___ MATERIAL FOR THE TASK ___

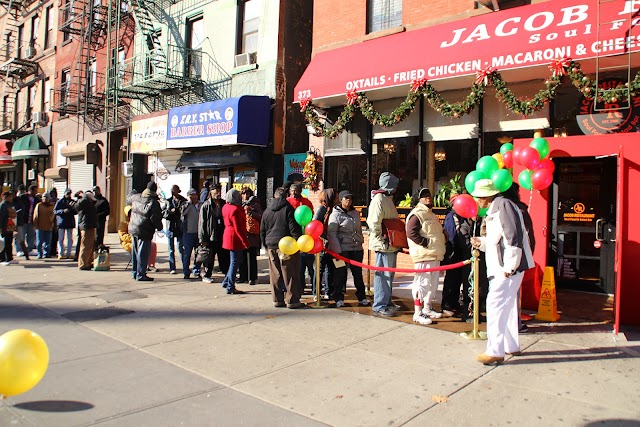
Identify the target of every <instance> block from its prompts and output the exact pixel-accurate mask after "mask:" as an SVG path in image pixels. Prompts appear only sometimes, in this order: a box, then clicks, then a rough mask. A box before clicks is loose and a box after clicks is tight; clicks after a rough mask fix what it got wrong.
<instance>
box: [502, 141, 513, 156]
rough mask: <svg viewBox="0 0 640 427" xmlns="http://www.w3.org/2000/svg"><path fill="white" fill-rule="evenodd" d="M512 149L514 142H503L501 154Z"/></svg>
mask: <svg viewBox="0 0 640 427" xmlns="http://www.w3.org/2000/svg"><path fill="white" fill-rule="evenodd" d="M511 150H513V144H512V143H510V142H507V143H506V144H502V146H501V147H500V154H502V155H503V156H504V153H506V152H507V151H511Z"/></svg>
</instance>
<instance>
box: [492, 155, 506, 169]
mask: <svg viewBox="0 0 640 427" xmlns="http://www.w3.org/2000/svg"><path fill="white" fill-rule="evenodd" d="M491 157H493V158H494V159H496V160H497V161H498V169H503V168H504V159H503V158H502V154H500V153H496V154H494V155H493V156H491Z"/></svg>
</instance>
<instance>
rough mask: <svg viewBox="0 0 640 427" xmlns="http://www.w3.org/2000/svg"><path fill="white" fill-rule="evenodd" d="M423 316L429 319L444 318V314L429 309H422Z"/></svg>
mask: <svg viewBox="0 0 640 427" xmlns="http://www.w3.org/2000/svg"><path fill="white" fill-rule="evenodd" d="M422 314H424V315H425V316H427V317H430V318H431V319H440V318H441V317H442V313H438V312H437V311H435V310H434V309H432V308H427V307H425V308H423V309H422Z"/></svg>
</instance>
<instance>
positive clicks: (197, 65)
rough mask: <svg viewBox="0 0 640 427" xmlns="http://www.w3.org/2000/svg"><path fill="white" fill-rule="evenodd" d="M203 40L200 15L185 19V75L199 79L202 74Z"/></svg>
mask: <svg viewBox="0 0 640 427" xmlns="http://www.w3.org/2000/svg"><path fill="white" fill-rule="evenodd" d="M203 42H204V20H203V19H202V15H200V16H198V17H195V18H192V19H189V20H188V21H187V52H188V57H187V76H188V77H193V78H197V79H199V78H200V76H202V43H203Z"/></svg>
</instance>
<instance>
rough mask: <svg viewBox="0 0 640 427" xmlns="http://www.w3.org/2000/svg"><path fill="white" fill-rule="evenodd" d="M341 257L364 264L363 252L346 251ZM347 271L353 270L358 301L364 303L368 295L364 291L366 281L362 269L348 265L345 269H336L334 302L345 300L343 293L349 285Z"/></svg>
mask: <svg viewBox="0 0 640 427" xmlns="http://www.w3.org/2000/svg"><path fill="white" fill-rule="evenodd" d="M340 255H342V256H343V257H345V258H349V259H351V260H353V261H358V262H362V259H363V258H364V252H363V251H344V252H342V253H341V254H340ZM347 269H351V275H352V276H353V284H354V285H355V287H356V297H357V298H358V301H362V300H363V299H365V298H366V293H365V290H364V280H363V279H362V267H356V266H355V265H351V264H347V265H345V266H344V267H340V268H336V270H335V272H334V273H333V279H334V283H335V286H334V289H333V300H334V301H343V300H344V293H343V291H344V288H345V286H346V285H347Z"/></svg>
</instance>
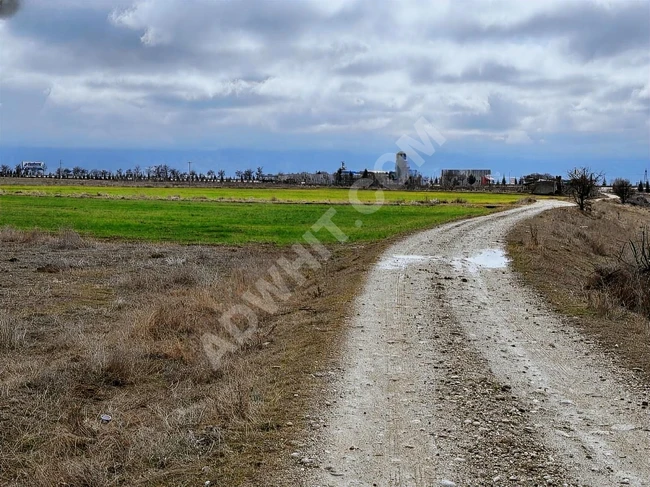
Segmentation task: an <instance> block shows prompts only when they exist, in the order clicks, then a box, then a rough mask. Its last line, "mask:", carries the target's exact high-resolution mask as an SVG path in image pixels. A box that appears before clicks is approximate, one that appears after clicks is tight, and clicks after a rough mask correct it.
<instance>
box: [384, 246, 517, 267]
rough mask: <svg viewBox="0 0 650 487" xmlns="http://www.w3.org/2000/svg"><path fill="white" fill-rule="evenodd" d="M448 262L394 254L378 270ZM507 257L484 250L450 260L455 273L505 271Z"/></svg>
mask: <svg viewBox="0 0 650 487" xmlns="http://www.w3.org/2000/svg"><path fill="white" fill-rule="evenodd" d="M432 260H433V261H439V262H441V263H448V262H450V261H449V260H448V259H447V258H445V257H441V256H429V255H400V254H394V255H391V256H390V257H387V258H386V259H384V260H382V261H381V262H379V264H378V267H379V269H384V270H400V269H406V268H407V267H408V266H409V265H411V264H415V263H418V262H425V261H432ZM508 262H509V260H508V257H506V254H505V252H504V251H503V250H499V249H485V250H481V251H480V252H479V253H477V254H475V255H472V256H470V257H456V258H454V259H451V265H452V266H453V267H454V269H456V270H457V271H469V272H478V271H479V269H505V268H506V267H507V266H508Z"/></svg>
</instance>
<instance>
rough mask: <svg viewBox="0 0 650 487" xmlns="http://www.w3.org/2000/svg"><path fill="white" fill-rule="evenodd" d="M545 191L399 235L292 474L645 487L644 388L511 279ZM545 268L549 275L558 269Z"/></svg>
mask: <svg viewBox="0 0 650 487" xmlns="http://www.w3.org/2000/svg"><path fill="white" fill-rule="evenodd" d="M562 204H564V203H560V202H552V201H545V202H540V203H536V204H534V205H531V206H526V207H522V208H517V209H513V210H510V211H507V212H504V213H498V214H494V215H490V216H487V217H482V218H476V219H472V220H467V221H462V222H457V223H452V224H448V225H444V226H441V227H439V228H436V229H433V230H430V231H427V232H424V233H420V234H418V235H415V236H412V237H410V238H407V239H406V240H404V241H402V242H400V243H398V244H396V245H394V246H393V247H391V248H390V249H388V251H387V252H386V253H385V254H384V255H383V257H382V258H381V259H380V261H379V263H378V264H377V265H376V266H375V268H374V269H373V270H372V271H371V273H370V275H369V278H368V281H367V284H366V287H365V289H364V291H363V293H362V294H361V295H360V296H359V297H358V298H357V301H356V305H355V310H354V313H353V317H352V323H351V325H350V328H349V330H350V331H349V336H348V337H347V345H346V349H345V350H344V354H343V357H344V358H343V364H342V367H341V369H342V370H330V371H323V376H324V377H327V376H328V374H329V376H334V377H335V379H334V380H333V381H332V382H330V384H329V385H328V386H325V385H324V388H325V389H324V390H327V391H328V393H327V394H326V395H324V399H323V404H322V406H323V408H322V411H324V412H323V413H322V414H321V415H320V417H313V418H310V419H311V424H312V427H313V428H314V431H315V433H314V442H313V444H311V445H306V446H303V447H302V448H298V449H297V451H296V452H295V453H294V455H293V456H294V458H295V459H296V469H295V470H294V472H293V475H292V477H293V481H292V485H297V484H298V485H305V486H310V487H313V486H336V487H342V486H345V487H351V486H382V487H383V486H391V487H393V486H394V487H397V486H400V487H432V486H437V485H443V486H444V485H447V486H453V485H459V486H465V485H512V486H515V485H588V486H614V485H636V486H647V485H650V460H649V459H650V412H649V409H648V408H647V401H648V391H647V390H644V388H643V387H642V386H641V385H639V384H638V383H637V381H636V380H635V378H634V377H633V376H631V374H629V373H626V372H625V371H623V370H620V369H619V368H618V367H617V366H616V365H615V364H613V361H612V360H611V359H610V358H608V356H606V355H604V354H603V353H602V352H600V351H598V350H597V349H596V348H595V346H594V345H593V344H592V343H590V341H589V340H588V339H586V338H583V337H582V336H580V335H579V334H578V333H577V332H576V331H574V330H573V329H572V328H571V326H570V325H569V324H568V323H567V320H566V319H565V318H561V317H559V316H557V315H555V314H554V313H553V312H551V311H550V310H549V309H548V308H547V307H546V306H545V305H544V303H543V302H542V300H541V299H540V298H539V297H538V296H537V295H535V294H534V293H533V292H531V291H529V290H527V289H525V288H523V287H522V285H521V284H520V283H519V282H518V280H517V278H516V277H515V276H513V275H512V273H511V272H510V270H509V269H508V267H507V263H506V261H505V258H504V254H503V248H502V241H503V239H504V236H505V234H506V233H507V231H508V229H509V228H511V226H512V225H513V224H515V223H516V222H518V221H520V220H521V219H525V218H527V217H530V216H532V215H534V214H536V213H538V212H541V211H544V210H546V209H549V208H553V207H555V206H558V205H562ZM549 272H553V270H552V269H549Z"/></svg>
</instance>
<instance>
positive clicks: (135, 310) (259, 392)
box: [0, 229, 384, 487]
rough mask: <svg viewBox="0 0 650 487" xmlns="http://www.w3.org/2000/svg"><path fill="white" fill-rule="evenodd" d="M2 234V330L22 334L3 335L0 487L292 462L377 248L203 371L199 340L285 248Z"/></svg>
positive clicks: (293, 293)
mask: <svg viewBox="0 0 650 487" xmlns="http://www.w3.org/2000/svg"><path fill="white" fill-rule="evenodd" d="M3 232H4V233H2V235H0V236H1V237H2V239H0V321H2V322H3V323H4V324H8V325H9V327H10V328H9V329H10V330H16V331H17V332H18V333H17V335H16V336H17V340H16V343H9V342H7V340H6V336H5V335H6V334H5V335H3V334H0V338H2V339H3V340H2V343H1V345H2V346H3V347H2V350H1V351H0V484H2V485H11V486H23V485H29V486H30V487H33V486H50V485H70V486H81V485H92V486H107V485H152V486H153V485H155V486H160V485H174V486H185V485H188V486H190V485H191V486H195V485H204V483H205V482H208V481H209V482H212V483H213V485H214V484H216V485H231V486H237V485H244V484H248V485H259V482H258V481H257V480H255V479H256V478H257V477H259V475H260V474H261V473H264V474H266V473H268V472H272V471H274V470H276V469H277V465H276V464H277V463H279V461H280V460H281V459H282V458H284V457H285V456H288V455H289V453H290V452H291V451H292V448H293V447H292V445H291V443H290V441H291V440H292V438H293V437H294V436H295V435H296V431H298V430H299V429H300V428H301V427H302V425H303V423H302V421H301V420H300V419H298V420H296V418H297V417H299V416H301V415H300V414H299V411H304V410H305V408H307V404H309V400H310V398H311V397H313V395H314V394H315V393H316V394H317V393H318V391H314V390H312V389H311V385H310V382H309V381H308V380H306V378H307V377H310V374H311V373H312V372H314V370H316V369H320V368H321V367H322V364H323V363H325V362H327V360H328V359H329V357H330V355H331V354H332V353H334V352H333V351H334V350H336V349H337V348H338V347H339V346H340V343H339V341H338V338H339V337H340V336H341V335H342V333H341V330H342V324H343V317H344V316H345V315H346V314H347V313H348V311H349V302H350V301H351V300H352V299H353V297H354V295H355V294H356V293H357V292H358V290H359V288H360V286H361V284H362V281H363V276H364V275H365V271H366V270H367V268H368V267H369V266H370V265H371V263H372V262H373V261H374V259H375V256H376V254H377V252H378V251H379V250H380V249H381V248H382V247H381V246H382V245H384V244H367V245H348V246H345V247H331V248H330V250H331V251H332V253H333V255H332V257H331V258H330V259H329V260H328V261H327V262H326V263H324V267H323V269H322V271H321V272H318V273H315V272H312V273H311V274H309V273H306V277H307V282H306V283H305V285H304V286H300V287H295V288H294V289H293V294H292V297H291V298H290V300H289V301H288V302H286V303H285V304H283V305H282V306H281V309H280V311H279V312H278V313H277V314H276V315H275V316H267V317H265V318H264V319H263V320H262V321H263V322H262V324H261V330H262V331H263V332H264V333H263V335H262V336H261V337H260V339H259V340H257V341H255V342H254V343H251V344H249V346H247V347H246V348H245V349H242V350H241V351H239V352H238V353H237V354H236V355H235V356H233V357H232V358H231V359H230V360H229V361H228V362H227V364H225V365H224V367H223V368H222V369H221V370H217V371H213V370H212V369H211V367H210V365H209V363H208V362H207V360H206V358H205V354H204V353H203V350H202V347H201V342H200V336H201V333H202V332H203V331H205V330H206V329H208V330H209V329H210V328H212V327H215V326H218V324H217V317H218V316H219V313H220V312H221V311H223V308H224V307H227V306H229V305H231V304H233V303H235V302H238V301H237V300H241V294H242V293H243V292H244V291H245V290H246V289H248V288H249V287H250V286H252V285H253V284H254V283H255V281H256V278H257V277H259V276H260V275H266V272H267V270H268V269H269V267H270V265H271V264H273V263H274V262H275V261H276V259H277V258H278V257H279V256H281V255H287V257H288V258H291V257H290V255H289V254H290V253H291V250H290V249H289V250H287V249H279V248H277V247H274V246H261V245H249V246H243V247H211V246H181V245H150V244H140V243H138V244H129V243H121V242H105V241H101V242H97V241H89V240H82V239H80V238H79V236H78V235H76V234H68V235H61V236H55V237H52V236H49V235H47V234H43V233H40V232H29V233H25V232H18V231H15V230H8V229H4V230H3ZM156 320H158V321H161V323H163V324H164V325H165V326H168V327H169V329H165V328H164V327H162V325H160V324H159V323H157V322H156ZM175 320H176V321H175ZM179 320H180V321H179ZM3 323H0V324H3ZM153 325H156V326H158V328H153V329H148V328H147V327H151V326H153ZM5 329H6V328H5V327H4V326H3V330H5ZM143 330H144V331H143ZM145 331H147V332H149V334H148V335H143V333H144V332H145ZM107 413H108V414H110V415H111V416H112V420H111V421H110V423H107V424H105V423H103V422H102V421H100V416H101V415H102V414H107Z"/></svg>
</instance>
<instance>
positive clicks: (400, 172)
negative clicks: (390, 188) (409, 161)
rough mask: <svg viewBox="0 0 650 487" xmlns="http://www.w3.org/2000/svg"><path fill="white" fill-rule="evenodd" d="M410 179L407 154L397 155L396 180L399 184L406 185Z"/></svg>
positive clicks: (408, 166) (398, 154)
mask: <svg viewBox="0 0 650 487" xmlns="http://www.w3.org/2000/svg"><path fill="white" fill-rule="evenodd" d="M408 177H409V163H408V158H407V156H406V152H398V153H397V154H395V178H396V179H397V182H398V183H399V184H406V181H408Z"/></svg>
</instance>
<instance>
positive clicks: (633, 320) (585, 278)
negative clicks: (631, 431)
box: [508, 201, 650, 377]
mask: <svg viewBox="0 0 650 487" xmlns="http://www.w3.org/2000/svg"><path fill="white" fill-rule="evenodd" d="M649 223H650V212H649V211H647V210H644V209H640V208H630V207H623V206H621V205H618V204H616V203H612V202H609V201H601V202H595V203H594V205H593V207H592V211H591V213H590V214H585V213H582V212H579V211H578V210H577V209H575V208H563V209H557V210H552V211H549V212H545V213H543V214H541V215H539V216H536V217H534V218H533V219H531V220H530V221H528V222H525V223H522V224H521V225H519V226H518V228H515V229H514V231H513V232H511V234H510V235H509V237H508V244H509V245H508V246H509V252H510V254H511V256H512V257H513V263H514V265H515V268H516V269H517V270H518V271H519V272H520V273H521V274H522V276H523V277H524V278H525V279H526V281H528V282H529V283H530V284H532V285H533V286H534V287H536V288H537V289H539V290H540V291H541V292H542V293H543V294H544V295H545V296H546V297H547V298H548V299H549V301H550V302H551V303H552V304H553V305H554V306H555V307H556V308H557V309H558V310H559V311H560V312H562V313H565V314H568V315H572V316H574V317H576V319H577V322H578V324H579V326H580V328H581V329H582V330H583V331H584V332H585V333H587V334H588V335H593V336H594V338H595V339H596V340H597V341H599V342H600V343H601V345H602V346H603V347H604V348H605V349H607V350H612V351H615V352H616V353H617V354H618V355H619V356H620V357H621V360H622V362H623V363H624V364H626V365H628V366H629V367H630V368H632V369H640V370H643V371H644V372H645V374H646V375H647V376H648V377H650V313H648V310H649V309H650V304H649V302H650V299H649V297H648V294H649V293H650V281H649V276H648V275H646V274H644V273H643V272H641V271H640V269H638V268H636V267H635V266H634V265H632V263H633V262H634V259H633V258H632V256H631V255H630V248H629V241H630V239H632V240H633V241H638V238H639V234H640V233H639V232H640V229H641V228H642V227H643V225H648V224H649ZM532 228H535V229H536V230H535V232H533V231H532V230H531V229H532ZM537 234H538V235H539V237H536V235H537ZM535 239H538V240H539V242H538V243H539V245H533V244H531V242H532V241H534V240H535ZM624 247H625V248H627V250H626V254H624V255H623V259H621V249H623V248H624Z"/></svg>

___

[WHAT THE EXERCISE ASKS]:
Copy every line of the data that carries the word "negative".

[RESPONSE TO THIS TASK]:
negative clicks: (390, 188) (409, 161)
negative clicks: (631, 431)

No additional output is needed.